=== YOUR INSTRUCTIONS ===
Which lines in the entries below contain the word "sidewalk"? Copy every such line in full, treating uppercase and lowercase as different.
==============================
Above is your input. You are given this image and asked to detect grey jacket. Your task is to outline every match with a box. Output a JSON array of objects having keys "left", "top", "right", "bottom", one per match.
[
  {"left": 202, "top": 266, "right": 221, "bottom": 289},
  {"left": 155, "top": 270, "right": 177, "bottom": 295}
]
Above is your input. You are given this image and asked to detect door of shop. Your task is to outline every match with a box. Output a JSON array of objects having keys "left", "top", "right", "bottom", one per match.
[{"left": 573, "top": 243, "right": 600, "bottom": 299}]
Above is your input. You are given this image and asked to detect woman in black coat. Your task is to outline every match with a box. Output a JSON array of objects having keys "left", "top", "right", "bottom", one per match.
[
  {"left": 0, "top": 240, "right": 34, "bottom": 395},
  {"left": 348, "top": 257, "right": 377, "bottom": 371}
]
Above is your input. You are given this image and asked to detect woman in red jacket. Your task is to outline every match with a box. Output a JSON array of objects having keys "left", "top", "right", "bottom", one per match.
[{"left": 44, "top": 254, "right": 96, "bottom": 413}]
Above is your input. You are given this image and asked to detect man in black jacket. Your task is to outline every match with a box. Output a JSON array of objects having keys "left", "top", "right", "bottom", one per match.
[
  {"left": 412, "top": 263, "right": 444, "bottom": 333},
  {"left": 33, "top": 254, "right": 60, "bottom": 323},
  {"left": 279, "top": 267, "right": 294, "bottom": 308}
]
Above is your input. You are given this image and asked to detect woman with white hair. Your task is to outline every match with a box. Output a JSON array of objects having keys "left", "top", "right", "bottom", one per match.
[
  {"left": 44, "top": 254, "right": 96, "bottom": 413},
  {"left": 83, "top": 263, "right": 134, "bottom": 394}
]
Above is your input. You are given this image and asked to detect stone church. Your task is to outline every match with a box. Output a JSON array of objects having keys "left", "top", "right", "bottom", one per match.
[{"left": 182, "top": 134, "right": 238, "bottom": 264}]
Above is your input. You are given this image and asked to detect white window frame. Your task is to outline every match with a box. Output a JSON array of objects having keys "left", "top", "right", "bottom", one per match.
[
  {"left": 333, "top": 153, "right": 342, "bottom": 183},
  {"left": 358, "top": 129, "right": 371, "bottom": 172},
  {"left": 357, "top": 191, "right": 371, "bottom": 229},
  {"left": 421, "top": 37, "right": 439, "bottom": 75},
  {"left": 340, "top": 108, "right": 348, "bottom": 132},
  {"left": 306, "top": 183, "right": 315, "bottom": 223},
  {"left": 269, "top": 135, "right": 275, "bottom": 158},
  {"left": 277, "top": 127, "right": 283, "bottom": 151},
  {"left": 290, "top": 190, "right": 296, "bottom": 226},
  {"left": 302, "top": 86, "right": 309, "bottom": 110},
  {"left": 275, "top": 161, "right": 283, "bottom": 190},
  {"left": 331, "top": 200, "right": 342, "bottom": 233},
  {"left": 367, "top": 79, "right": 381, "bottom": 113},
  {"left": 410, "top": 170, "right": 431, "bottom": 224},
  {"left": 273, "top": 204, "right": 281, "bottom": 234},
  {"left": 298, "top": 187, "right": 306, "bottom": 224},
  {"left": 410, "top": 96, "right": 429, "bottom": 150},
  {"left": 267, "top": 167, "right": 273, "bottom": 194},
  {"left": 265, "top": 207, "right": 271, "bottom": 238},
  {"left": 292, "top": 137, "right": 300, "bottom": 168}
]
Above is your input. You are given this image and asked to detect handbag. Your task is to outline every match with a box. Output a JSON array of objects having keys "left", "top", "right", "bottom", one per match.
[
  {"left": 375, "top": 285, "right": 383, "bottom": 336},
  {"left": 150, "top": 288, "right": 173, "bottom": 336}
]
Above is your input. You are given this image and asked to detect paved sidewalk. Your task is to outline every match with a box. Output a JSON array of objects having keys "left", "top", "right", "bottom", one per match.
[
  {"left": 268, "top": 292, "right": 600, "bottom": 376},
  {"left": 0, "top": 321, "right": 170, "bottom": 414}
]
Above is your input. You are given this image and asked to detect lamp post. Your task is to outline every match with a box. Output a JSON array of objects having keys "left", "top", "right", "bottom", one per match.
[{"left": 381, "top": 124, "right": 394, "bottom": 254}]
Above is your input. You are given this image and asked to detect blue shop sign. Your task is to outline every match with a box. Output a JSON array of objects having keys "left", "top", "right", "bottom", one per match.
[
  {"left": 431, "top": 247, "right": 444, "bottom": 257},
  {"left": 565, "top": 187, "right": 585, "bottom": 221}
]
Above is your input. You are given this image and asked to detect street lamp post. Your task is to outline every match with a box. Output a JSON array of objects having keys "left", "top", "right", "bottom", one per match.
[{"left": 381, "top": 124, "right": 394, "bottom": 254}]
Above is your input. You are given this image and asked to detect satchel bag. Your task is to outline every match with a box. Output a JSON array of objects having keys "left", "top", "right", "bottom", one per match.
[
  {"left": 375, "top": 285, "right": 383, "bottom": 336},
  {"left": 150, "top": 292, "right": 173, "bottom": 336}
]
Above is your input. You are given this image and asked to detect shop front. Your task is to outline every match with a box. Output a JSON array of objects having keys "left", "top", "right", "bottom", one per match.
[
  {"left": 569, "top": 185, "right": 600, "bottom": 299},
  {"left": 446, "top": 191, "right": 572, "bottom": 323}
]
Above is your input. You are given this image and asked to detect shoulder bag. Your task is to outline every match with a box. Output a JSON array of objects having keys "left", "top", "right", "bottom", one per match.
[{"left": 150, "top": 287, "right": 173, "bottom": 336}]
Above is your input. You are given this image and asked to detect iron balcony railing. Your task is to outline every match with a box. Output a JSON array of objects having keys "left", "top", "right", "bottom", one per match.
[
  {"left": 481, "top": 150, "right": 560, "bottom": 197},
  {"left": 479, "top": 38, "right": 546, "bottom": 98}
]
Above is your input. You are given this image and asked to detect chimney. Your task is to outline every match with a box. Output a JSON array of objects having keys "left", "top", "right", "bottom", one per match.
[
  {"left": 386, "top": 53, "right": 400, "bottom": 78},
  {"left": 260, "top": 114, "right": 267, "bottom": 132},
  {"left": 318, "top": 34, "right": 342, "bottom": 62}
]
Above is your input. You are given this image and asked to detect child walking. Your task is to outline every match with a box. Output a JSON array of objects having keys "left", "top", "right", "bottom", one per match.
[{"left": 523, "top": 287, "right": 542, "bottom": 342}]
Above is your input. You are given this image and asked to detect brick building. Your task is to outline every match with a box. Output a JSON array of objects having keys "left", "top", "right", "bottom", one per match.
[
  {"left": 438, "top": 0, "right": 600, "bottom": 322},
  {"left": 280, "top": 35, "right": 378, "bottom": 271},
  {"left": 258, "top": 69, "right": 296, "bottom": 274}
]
==============================
=== FINISHED EXERCISE ===
Above is your input. You are given this image and asked to detect paved sidewalk. Your task is to outline every match with a box. Output a JSON array of objects having keys "left", "top", "right", "bottom", one per match.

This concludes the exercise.